◆ SHORT TASK A: Swap "water reflection" for "lake reflection" in the records, from the first line up to and including the line with "M0 330L500 332L499 213L0 203Z", and give those lines again with everything else unchanged.

◆ READING TEXT:
┌──
# Starting over



## eqstrnathlete (Dec 9, 2012)

Hello. After losing yet another entire flock to some wild critter, I've bit the bullet and purchased a strong coop. I am starting over with baby chicks. I want to put the coop in my backyard bec it is nearer the water and we can see it from the back deck, and is farther from the tree line. However, it is full sun from sun up until sun down. I have another place to put it but it is on the other side of the house, sways from water, and at the tree line. I live in Missouri where summer is 90-100* with 70-100% humidity and winter lows in the 20's. I am torn and do not know where to place my coop.


----------



## seminole wind (Aug 22, 2015)

Hi, welcome to the world of chicken! I see what you mean about where to put the coop. There was no choice for me to make in Florida, LOL. I do think that chickens handle cold better than hot. I think your weather is pretty mild, not really hot or cold for a long time. So I don't know, I don't think one will be better than the other as long as you do provide shade and put ice in their water when it's hot.


----------



## robin416 (Sep 8, 2013)

You already bought it? If not, can you choose a roof color? One that will reflect the sun back and not absorb it like the darker colors. Is the underside insulated or sheathed with wood to prevent the heat from the metal sinking in to the coop?
└──
◆ RECORDS SHOWN:
┌──
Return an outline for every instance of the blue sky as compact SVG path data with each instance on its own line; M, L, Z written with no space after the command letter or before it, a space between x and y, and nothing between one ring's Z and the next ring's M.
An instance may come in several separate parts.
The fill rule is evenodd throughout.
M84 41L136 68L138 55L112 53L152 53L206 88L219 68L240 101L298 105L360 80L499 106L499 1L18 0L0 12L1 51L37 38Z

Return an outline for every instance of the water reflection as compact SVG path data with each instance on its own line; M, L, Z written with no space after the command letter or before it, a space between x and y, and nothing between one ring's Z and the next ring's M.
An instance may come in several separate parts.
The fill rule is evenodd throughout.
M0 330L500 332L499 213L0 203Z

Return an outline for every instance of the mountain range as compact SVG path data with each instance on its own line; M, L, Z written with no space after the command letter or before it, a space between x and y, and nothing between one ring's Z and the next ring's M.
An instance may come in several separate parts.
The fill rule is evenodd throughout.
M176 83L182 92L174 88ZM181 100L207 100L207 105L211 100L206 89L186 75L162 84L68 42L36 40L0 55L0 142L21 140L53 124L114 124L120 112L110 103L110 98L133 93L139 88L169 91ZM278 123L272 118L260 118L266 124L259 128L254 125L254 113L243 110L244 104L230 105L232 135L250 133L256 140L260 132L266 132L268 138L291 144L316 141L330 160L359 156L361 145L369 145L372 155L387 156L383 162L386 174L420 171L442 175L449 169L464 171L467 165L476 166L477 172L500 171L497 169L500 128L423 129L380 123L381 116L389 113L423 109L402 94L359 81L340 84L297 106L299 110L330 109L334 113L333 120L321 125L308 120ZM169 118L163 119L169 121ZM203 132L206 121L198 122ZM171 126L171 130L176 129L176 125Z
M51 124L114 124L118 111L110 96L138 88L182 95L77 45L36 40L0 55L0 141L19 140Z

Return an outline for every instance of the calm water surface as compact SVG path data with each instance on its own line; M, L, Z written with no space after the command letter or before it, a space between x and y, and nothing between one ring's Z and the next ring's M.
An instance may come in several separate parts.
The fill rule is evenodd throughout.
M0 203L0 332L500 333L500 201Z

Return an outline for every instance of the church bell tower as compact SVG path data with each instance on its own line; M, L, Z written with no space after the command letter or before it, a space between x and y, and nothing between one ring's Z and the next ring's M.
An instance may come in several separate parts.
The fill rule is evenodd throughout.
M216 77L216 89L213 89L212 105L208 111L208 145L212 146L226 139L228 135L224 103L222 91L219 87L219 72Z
└──
◆ SHORT TASK B: Print the part of the chicken coop thread from "## robin416 (Sep" up to and including "to the coop?", word for word.

◆ TASK ANSWER A:
Return an outline for every instance of the blue sky as compact SVG path data with each instance on its own line; M, L, Z written with no space after the command letter or before it, a space between x and y, and nothing between one ring's Z and the next ring's M.
An instance may come in several separate parts.
The fill rule is evenodd throughout.
M84 41L136 68L138 55L112 53L152 53L206 88L219 68L240 101L298 105L360 80L499 106L499 1L18 0L0 12L1 51L37 38Z

Return an outline for every instance of the lake reflection as compact SVG path data with each instance on its own line; M, L, Z written with no space after the command letter or before it, a space between x and y, and nothing between one ring's Z and the next ring's M.
An instance may come in several separate parts.
The fill rule is evenodd throughout.
M0 330L500 332L499 213L0 203Z

◆ TASK ANSWER B:
## robin416 (Sep 8, 2013)

You already bought it? If not, can you choose a roof color? One that will reflect the sun back and not absorb it like the darker colors. Is the underside insulated or sheathed with wood to prevent the heat from the metal sinking in to the coop?